Echo back the stretch of records below from the line containing "Please trace the outline of every instance of the flat" through the line containing "[[[156,111],[158,102],[157,67],[146,66],[146,113]]]", keeping every line identical and both ends included.
── Records supplied
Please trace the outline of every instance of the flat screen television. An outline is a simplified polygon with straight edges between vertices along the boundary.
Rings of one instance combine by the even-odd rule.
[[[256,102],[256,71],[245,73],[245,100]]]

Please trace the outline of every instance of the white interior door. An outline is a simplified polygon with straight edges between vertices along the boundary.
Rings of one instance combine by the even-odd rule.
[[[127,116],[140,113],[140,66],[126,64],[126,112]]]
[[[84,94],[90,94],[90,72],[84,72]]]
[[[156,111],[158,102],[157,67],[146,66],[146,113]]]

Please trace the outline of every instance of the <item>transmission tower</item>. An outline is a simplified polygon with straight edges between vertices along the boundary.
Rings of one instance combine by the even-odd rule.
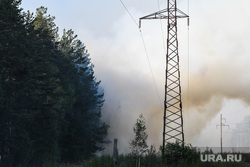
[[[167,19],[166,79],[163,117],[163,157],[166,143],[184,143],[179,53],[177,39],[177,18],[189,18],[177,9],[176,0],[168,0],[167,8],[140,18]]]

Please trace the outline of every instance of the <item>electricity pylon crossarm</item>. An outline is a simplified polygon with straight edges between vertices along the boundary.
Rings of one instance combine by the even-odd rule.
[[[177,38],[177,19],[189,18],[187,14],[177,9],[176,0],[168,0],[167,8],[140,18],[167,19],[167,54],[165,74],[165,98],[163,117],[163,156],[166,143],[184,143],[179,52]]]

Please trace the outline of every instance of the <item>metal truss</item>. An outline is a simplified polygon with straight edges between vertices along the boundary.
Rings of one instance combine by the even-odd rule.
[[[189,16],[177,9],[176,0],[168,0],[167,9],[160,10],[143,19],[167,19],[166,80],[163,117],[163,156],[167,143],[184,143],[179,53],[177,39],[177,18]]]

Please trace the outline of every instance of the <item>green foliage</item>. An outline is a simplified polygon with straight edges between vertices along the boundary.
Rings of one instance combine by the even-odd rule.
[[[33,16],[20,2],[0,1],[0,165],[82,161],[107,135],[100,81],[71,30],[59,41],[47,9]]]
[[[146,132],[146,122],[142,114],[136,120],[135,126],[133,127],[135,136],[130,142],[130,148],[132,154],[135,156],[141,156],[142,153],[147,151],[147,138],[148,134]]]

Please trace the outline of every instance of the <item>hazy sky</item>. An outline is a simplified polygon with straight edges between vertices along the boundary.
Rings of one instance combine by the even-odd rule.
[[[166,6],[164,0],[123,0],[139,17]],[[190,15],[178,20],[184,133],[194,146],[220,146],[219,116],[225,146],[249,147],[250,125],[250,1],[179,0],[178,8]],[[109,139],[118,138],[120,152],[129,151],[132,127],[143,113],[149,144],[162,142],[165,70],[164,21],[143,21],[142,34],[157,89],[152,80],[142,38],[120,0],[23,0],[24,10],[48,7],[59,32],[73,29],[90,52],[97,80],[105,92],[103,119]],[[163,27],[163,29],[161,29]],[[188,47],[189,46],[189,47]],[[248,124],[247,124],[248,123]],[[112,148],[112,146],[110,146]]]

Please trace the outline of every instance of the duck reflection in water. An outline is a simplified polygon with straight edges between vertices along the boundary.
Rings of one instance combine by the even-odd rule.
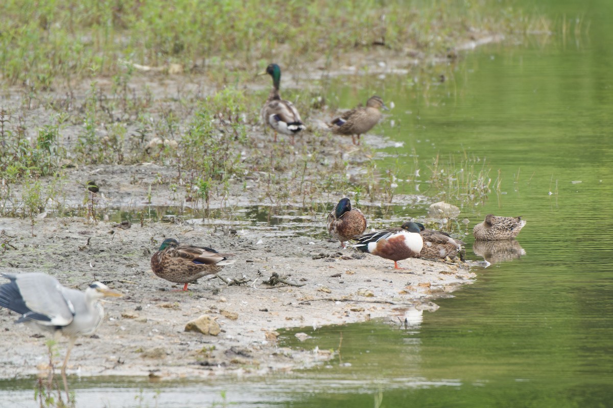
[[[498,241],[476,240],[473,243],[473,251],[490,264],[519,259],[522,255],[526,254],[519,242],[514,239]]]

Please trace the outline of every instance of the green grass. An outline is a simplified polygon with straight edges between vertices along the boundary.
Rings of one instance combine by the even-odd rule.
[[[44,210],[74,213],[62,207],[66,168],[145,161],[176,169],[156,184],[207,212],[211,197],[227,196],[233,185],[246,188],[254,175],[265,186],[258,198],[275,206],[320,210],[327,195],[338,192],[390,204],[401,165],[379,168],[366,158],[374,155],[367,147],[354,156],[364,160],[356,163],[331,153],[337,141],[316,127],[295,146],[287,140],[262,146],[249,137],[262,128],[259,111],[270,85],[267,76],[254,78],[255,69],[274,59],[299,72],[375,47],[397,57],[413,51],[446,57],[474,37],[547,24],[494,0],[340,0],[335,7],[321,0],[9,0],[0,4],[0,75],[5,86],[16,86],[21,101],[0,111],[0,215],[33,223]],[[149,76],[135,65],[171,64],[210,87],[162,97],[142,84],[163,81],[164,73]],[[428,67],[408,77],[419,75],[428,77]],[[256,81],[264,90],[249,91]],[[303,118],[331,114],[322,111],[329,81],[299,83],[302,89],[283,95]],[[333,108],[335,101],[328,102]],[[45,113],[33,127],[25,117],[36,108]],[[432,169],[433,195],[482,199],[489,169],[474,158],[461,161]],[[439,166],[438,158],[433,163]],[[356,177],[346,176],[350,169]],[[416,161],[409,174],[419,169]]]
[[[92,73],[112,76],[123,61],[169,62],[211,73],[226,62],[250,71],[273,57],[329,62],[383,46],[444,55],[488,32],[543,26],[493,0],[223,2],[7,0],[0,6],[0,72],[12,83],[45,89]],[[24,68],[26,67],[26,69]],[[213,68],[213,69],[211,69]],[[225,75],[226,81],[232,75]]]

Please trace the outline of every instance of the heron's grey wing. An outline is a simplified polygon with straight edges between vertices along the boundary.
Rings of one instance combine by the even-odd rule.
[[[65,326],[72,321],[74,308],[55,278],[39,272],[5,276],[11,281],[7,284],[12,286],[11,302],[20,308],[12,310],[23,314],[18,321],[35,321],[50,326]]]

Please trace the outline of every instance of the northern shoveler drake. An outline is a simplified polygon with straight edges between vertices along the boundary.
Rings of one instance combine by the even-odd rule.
────
── Records supplied
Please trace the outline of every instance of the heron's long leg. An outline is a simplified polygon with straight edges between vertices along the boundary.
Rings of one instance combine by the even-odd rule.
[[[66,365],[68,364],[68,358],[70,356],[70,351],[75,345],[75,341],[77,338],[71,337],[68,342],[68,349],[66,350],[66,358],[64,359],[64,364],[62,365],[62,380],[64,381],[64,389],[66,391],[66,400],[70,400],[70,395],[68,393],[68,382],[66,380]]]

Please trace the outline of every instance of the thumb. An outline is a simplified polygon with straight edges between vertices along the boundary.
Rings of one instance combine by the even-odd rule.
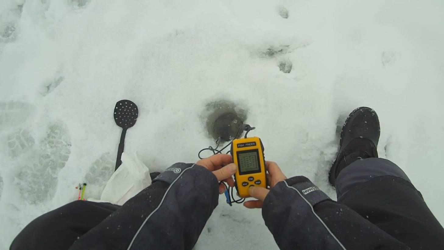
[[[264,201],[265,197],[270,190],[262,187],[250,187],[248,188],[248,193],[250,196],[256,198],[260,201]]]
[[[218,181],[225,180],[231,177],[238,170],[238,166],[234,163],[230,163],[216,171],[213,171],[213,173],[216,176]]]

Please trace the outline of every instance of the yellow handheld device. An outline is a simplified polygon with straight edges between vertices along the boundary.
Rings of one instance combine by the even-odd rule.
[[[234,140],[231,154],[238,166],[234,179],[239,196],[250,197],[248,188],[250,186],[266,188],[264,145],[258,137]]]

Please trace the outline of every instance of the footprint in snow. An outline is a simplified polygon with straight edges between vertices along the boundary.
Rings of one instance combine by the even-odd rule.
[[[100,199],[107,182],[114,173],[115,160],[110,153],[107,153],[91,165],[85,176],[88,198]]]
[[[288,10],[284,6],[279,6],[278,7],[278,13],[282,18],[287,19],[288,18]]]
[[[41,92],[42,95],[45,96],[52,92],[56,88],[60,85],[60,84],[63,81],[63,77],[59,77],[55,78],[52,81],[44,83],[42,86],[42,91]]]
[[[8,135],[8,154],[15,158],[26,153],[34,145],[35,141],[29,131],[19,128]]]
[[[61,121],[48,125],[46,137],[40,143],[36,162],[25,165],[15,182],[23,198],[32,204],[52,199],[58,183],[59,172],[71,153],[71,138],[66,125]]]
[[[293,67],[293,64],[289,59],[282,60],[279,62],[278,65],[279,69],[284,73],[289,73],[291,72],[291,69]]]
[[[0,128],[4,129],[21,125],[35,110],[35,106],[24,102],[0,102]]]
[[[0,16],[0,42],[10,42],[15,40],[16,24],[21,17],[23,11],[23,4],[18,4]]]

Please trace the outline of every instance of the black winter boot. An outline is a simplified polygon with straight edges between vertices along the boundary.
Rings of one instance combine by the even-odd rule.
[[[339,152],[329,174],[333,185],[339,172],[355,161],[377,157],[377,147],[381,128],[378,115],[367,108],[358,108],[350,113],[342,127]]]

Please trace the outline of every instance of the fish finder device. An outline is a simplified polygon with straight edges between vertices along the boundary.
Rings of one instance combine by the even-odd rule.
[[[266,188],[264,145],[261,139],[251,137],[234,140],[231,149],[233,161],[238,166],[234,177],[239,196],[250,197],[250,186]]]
────
- _Correct result_
Please trace the outline of every instance of the flat screen television. An outline is a simplified polygon with straight edges between vertices along the boundary.
Rings of one instance combine by the even-odd rule.
[[[256,102],[256,71],[245,73],[245,100]]]

Please trace the outline of every instance of the white interior door. An outline is a simplified polygon with straight edges between vertices along the boundary.
Rings of one instance combine by the even-odd rule.
[[[127,116],[140,113],[140,66],[126,64],[126,112]]]
[[[84,94],[90,94],[90,72],[84,72]]]
[[[156,111],[158,102],[157,67],[146,66],[146,113]]]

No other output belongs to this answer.